— start Excerpted records —

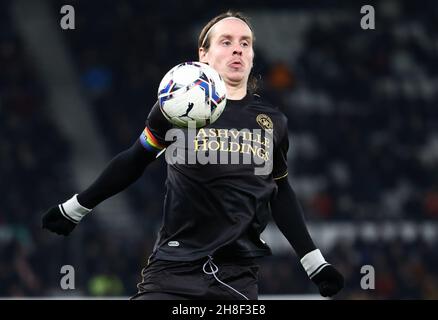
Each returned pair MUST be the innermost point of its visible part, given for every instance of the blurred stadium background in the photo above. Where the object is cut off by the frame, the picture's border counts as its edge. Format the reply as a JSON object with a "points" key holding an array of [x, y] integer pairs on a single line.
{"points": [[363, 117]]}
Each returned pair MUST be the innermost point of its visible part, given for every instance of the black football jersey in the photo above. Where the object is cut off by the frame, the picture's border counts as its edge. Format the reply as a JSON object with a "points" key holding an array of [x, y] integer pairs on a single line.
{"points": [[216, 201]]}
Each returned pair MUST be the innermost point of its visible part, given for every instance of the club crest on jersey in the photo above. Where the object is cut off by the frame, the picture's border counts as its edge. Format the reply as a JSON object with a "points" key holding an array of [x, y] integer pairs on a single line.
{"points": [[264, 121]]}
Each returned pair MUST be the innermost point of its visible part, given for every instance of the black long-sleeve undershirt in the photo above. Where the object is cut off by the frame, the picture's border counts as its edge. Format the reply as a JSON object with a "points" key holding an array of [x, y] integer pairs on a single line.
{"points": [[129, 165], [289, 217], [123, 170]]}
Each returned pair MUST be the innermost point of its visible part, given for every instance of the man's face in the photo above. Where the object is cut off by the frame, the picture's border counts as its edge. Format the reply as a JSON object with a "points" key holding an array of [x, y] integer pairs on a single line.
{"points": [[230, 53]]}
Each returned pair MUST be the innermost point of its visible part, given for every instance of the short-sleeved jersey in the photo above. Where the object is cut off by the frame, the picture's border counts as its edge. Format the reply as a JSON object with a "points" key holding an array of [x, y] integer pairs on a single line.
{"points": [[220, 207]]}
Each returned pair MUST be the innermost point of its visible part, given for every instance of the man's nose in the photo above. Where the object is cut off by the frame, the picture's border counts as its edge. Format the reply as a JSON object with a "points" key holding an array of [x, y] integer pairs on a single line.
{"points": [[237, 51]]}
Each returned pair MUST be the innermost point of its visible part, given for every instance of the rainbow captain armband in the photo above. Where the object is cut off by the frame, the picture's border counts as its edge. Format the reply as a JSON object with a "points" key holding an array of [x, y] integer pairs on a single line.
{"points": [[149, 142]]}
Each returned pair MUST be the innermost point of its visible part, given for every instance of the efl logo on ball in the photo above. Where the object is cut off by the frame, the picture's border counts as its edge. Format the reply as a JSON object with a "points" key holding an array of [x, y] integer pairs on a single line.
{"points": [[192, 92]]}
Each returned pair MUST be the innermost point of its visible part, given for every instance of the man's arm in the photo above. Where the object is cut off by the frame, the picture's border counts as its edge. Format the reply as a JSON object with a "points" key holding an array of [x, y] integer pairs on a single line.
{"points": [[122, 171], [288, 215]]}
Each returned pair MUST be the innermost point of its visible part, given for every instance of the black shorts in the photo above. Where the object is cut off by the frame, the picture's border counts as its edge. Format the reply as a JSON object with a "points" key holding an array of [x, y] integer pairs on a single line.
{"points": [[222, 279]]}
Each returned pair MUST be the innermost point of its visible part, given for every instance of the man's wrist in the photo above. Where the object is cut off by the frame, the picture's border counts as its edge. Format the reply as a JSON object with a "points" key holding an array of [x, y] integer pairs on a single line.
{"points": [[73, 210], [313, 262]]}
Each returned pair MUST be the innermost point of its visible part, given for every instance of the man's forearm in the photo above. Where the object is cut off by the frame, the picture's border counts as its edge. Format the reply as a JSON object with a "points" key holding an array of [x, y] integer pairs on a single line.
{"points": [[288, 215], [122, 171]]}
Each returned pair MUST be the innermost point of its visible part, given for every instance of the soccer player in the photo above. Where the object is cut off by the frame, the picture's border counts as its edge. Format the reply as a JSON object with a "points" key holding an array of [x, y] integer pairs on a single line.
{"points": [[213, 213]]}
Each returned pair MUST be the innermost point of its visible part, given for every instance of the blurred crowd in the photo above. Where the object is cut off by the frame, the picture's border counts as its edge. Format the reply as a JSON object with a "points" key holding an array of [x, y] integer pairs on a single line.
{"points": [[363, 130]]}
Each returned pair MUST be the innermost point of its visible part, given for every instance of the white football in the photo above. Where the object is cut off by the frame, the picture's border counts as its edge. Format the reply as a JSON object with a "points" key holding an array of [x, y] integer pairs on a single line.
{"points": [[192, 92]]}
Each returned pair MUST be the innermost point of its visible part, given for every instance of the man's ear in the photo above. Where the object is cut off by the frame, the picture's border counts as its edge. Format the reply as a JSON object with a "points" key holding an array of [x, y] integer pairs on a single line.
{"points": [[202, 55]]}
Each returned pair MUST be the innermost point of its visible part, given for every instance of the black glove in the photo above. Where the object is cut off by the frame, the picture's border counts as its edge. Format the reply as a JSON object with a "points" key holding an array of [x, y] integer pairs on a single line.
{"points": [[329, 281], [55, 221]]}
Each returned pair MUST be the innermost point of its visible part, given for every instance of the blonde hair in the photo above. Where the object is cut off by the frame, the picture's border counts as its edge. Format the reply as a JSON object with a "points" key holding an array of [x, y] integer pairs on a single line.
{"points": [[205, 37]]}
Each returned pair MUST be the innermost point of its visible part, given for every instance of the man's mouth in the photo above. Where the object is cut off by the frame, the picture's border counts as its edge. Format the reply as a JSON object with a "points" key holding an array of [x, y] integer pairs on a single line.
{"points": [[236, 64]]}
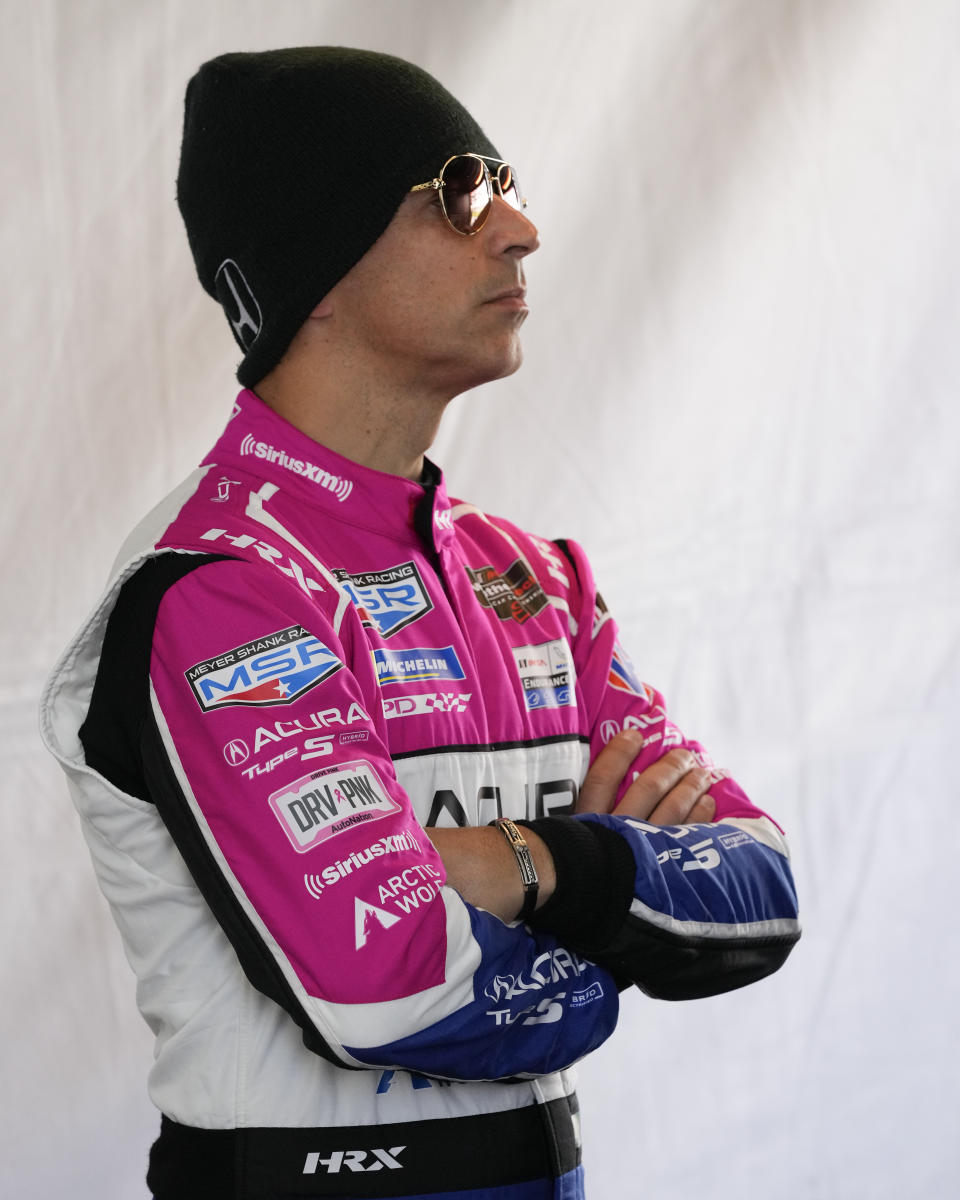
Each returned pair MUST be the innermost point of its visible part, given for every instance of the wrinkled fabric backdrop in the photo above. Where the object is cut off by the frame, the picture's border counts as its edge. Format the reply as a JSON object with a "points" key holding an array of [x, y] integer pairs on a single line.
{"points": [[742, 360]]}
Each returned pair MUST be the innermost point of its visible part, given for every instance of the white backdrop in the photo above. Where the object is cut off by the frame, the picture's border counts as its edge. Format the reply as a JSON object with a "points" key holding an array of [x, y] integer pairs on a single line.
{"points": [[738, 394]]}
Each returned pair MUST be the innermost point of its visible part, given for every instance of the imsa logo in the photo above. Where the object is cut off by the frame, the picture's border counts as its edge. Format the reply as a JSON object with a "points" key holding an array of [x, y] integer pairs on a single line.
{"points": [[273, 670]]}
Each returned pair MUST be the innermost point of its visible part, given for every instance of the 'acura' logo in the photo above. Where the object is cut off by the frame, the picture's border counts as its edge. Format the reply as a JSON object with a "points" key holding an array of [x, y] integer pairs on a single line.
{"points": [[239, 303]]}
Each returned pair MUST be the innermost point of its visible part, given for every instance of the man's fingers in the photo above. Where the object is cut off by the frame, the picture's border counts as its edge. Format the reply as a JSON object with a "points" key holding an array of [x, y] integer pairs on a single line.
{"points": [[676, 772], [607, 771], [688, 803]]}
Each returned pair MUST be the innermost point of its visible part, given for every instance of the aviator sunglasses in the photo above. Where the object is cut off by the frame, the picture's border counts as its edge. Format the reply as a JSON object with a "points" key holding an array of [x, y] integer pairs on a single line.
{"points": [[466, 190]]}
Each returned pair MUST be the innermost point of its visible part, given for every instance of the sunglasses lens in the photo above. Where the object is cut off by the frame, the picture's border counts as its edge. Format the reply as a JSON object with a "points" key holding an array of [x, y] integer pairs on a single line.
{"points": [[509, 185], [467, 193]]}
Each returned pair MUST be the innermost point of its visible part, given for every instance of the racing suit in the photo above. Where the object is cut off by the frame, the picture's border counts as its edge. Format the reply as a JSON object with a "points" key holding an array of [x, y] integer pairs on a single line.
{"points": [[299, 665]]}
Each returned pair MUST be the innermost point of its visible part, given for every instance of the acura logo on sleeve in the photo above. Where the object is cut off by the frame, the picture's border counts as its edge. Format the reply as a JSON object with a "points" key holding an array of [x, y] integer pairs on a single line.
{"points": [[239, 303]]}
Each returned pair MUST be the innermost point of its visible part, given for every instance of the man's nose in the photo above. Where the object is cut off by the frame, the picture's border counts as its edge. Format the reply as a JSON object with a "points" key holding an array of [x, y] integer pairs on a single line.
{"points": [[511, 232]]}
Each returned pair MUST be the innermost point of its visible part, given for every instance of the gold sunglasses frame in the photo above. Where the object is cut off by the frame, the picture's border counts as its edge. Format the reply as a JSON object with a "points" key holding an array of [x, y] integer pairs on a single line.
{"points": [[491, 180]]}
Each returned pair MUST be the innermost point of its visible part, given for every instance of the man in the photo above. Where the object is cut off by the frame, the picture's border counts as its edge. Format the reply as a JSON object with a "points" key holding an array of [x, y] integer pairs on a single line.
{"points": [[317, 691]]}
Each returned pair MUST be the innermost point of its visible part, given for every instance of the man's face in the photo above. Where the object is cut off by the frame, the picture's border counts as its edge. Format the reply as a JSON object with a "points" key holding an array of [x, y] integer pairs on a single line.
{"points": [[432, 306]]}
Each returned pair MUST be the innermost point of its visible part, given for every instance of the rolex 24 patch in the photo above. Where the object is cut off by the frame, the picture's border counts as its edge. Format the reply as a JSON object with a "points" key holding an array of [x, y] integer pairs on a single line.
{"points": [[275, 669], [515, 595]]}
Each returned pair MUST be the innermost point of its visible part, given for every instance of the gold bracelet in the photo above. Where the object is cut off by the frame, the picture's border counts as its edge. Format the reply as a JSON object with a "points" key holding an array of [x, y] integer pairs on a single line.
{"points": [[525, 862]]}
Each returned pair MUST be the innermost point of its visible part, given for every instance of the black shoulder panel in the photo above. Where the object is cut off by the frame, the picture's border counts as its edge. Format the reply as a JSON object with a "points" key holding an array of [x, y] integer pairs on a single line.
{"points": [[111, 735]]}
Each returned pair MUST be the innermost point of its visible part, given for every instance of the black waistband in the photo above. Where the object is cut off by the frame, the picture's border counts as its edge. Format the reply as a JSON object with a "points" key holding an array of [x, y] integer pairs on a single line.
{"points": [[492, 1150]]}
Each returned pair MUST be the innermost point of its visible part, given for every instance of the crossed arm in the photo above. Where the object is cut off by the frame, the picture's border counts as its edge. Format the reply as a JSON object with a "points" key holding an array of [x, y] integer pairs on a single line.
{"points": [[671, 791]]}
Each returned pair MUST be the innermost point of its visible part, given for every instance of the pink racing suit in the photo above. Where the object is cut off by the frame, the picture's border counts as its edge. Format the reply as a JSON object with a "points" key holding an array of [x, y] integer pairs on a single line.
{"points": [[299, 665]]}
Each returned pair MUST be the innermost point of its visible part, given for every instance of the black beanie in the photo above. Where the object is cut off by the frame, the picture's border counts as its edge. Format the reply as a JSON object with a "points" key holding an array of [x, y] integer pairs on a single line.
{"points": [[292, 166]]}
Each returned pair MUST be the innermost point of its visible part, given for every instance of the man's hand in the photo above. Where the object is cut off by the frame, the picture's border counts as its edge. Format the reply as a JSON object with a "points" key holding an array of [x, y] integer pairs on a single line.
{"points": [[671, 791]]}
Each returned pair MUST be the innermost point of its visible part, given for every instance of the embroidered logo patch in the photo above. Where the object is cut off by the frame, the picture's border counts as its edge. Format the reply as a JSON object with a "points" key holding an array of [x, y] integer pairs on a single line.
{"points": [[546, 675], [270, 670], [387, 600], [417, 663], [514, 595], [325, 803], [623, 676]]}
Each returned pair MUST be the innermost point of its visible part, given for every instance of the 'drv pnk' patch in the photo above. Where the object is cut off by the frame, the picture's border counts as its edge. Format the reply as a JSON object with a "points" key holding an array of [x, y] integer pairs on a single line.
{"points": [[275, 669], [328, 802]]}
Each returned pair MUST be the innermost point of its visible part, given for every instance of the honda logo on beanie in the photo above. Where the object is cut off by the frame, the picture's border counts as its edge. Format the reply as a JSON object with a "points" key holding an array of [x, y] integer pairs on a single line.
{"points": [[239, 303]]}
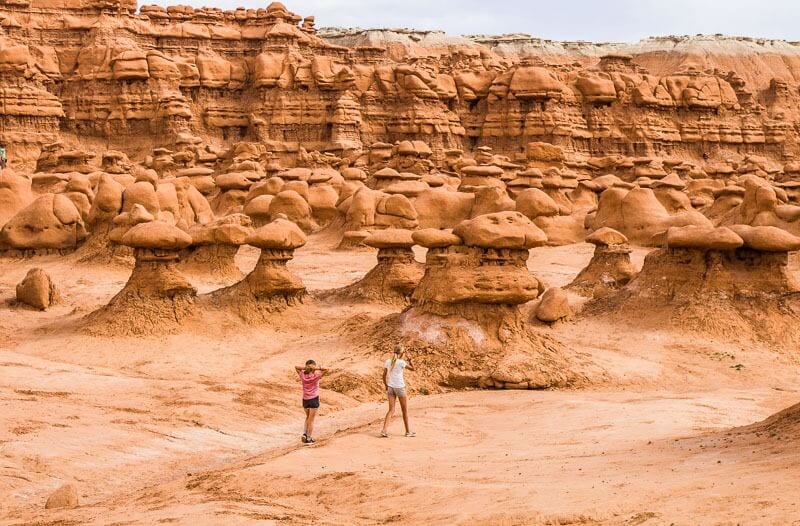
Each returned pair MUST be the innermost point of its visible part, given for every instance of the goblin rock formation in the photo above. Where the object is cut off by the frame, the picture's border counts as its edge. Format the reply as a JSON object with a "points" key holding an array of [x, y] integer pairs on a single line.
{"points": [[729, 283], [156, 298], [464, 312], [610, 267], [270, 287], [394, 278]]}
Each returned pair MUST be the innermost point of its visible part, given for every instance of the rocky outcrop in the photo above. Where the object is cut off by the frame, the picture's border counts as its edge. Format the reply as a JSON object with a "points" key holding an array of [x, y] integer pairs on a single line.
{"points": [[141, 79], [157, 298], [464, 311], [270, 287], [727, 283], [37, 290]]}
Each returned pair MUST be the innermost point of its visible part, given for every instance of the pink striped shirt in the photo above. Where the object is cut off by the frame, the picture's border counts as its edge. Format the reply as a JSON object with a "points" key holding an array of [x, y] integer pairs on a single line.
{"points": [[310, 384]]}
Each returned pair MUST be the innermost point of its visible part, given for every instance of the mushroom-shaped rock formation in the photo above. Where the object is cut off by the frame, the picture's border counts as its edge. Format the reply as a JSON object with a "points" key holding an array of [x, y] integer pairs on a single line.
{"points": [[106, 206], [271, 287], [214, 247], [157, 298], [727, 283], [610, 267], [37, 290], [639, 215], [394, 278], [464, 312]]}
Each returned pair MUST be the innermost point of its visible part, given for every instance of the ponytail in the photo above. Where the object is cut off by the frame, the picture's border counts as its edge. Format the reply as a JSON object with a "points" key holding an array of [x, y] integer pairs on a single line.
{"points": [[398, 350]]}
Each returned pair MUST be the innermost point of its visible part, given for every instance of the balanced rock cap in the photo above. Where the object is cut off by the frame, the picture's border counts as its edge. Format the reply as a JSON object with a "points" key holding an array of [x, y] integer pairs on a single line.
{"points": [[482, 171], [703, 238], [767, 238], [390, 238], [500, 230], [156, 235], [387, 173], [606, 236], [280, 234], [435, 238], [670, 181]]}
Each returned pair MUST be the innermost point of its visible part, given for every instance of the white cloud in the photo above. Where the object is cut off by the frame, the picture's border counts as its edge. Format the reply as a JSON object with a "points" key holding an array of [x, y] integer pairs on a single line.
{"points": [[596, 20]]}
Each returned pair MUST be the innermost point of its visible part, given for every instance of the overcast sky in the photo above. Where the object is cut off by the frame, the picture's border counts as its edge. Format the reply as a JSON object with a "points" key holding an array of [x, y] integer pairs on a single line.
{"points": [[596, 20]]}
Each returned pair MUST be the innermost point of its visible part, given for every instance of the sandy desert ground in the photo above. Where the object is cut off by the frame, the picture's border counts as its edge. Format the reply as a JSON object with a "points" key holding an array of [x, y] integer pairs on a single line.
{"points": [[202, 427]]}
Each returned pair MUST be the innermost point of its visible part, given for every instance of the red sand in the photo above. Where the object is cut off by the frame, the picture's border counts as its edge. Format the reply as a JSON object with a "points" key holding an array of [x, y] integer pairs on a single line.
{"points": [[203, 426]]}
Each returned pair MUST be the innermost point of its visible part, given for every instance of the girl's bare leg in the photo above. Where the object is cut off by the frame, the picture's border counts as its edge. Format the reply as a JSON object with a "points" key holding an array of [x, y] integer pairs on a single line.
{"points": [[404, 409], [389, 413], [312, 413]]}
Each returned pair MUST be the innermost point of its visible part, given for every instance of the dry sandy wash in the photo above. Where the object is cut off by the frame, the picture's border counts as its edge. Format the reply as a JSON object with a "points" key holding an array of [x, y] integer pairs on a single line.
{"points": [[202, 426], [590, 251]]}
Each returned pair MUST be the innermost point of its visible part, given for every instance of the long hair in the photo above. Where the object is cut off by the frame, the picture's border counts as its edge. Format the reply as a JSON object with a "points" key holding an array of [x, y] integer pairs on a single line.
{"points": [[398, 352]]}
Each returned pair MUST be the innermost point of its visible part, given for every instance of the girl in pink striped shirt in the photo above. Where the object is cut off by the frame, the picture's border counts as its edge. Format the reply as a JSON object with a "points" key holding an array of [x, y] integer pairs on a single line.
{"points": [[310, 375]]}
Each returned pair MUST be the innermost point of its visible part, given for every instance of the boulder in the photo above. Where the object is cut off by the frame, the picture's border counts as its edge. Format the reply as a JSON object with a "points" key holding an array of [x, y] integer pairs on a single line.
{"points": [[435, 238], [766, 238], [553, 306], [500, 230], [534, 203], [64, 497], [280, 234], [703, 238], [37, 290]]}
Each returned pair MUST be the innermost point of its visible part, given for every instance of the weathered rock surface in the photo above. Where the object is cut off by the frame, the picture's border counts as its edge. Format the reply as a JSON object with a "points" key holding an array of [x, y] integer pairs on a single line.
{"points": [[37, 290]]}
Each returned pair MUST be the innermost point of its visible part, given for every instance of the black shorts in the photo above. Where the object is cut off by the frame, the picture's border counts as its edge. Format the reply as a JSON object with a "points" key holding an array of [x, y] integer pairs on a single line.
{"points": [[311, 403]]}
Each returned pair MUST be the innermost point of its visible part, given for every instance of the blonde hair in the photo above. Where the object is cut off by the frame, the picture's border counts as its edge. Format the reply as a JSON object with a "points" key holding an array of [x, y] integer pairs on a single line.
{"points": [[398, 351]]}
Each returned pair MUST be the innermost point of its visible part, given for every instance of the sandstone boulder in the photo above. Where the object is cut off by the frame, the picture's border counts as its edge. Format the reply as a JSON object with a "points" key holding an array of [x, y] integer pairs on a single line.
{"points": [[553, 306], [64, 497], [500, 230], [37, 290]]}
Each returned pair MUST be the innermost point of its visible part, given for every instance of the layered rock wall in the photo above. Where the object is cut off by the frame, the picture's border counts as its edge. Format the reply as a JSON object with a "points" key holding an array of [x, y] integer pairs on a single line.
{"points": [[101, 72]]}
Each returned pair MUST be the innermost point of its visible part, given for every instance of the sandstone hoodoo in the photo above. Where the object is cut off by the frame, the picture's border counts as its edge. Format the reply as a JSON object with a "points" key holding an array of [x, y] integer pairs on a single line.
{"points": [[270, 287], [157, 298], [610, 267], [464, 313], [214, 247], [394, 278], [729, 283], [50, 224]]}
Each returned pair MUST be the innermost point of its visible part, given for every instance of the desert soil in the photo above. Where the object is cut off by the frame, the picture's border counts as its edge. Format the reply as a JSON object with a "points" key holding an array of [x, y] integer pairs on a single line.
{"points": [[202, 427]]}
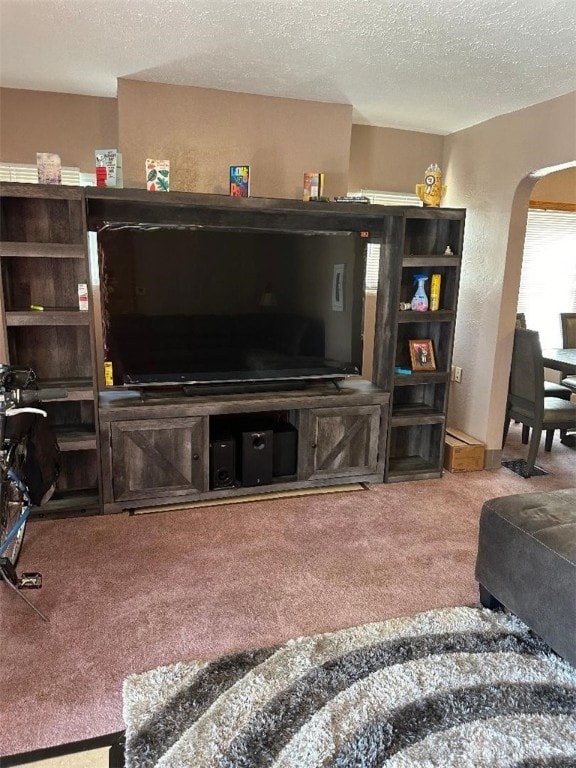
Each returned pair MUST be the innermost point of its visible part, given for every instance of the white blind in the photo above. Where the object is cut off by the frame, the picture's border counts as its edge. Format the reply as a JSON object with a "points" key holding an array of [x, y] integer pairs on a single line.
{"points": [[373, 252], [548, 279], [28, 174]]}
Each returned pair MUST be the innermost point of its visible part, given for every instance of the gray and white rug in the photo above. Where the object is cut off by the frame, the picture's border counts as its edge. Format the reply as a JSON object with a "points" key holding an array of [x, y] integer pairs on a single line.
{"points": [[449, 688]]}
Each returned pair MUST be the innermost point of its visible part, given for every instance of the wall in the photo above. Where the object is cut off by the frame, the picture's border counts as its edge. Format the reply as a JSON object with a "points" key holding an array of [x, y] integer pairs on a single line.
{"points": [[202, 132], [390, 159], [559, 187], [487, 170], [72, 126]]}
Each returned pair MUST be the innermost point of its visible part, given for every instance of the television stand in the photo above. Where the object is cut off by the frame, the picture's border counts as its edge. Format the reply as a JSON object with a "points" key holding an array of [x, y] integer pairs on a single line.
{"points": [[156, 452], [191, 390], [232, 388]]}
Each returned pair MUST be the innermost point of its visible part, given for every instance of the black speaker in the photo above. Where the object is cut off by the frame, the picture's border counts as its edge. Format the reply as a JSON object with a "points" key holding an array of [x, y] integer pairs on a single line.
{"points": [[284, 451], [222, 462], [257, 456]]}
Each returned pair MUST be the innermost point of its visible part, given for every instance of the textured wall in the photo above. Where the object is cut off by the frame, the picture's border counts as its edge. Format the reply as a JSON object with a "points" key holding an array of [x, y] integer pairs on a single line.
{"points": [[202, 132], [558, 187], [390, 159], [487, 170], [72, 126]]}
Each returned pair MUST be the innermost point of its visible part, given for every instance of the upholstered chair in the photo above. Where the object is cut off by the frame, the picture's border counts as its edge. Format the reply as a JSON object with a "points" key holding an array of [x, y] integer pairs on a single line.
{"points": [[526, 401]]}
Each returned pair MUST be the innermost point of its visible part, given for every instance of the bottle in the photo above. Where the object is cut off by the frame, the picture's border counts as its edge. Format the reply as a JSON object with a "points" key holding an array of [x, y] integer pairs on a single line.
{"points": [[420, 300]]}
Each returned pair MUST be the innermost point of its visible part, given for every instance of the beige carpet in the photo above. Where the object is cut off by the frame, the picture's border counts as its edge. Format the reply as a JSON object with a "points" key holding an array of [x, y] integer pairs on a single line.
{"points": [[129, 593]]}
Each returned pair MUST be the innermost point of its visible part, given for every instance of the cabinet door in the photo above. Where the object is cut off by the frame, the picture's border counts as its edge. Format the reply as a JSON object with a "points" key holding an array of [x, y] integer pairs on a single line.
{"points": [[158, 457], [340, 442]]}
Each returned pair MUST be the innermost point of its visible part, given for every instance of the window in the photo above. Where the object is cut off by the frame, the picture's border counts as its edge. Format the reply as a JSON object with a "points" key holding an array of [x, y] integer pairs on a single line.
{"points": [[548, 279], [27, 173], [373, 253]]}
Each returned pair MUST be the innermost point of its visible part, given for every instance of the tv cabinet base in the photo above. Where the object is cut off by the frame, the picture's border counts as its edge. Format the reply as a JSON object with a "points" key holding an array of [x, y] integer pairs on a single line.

— end Excerpted records —

Problem - List each line of the data above that contains the string "backdrop", copying every such line in full. Matching is case-sensitive.

The output -
Each returned pair MUST be the innermost point of its visible part, given for every instance of the wrinkled fabric backdrop in the photo above. Where the object is cut off by the frame, the picture's border counts as its edge. Format the reply as a JSON object with a "points" key holding an array of [x, y] integer pairs on a single line.
Each returned pair MUST be the innermost point of its visible part, given for every instance of the white backdrop in the photo above. Where the object is cut off by the frame, the picture's border counts as its edge. Format the reply as a JSON object with a "points" key holding an array of [x, y] integer pairs on a single line.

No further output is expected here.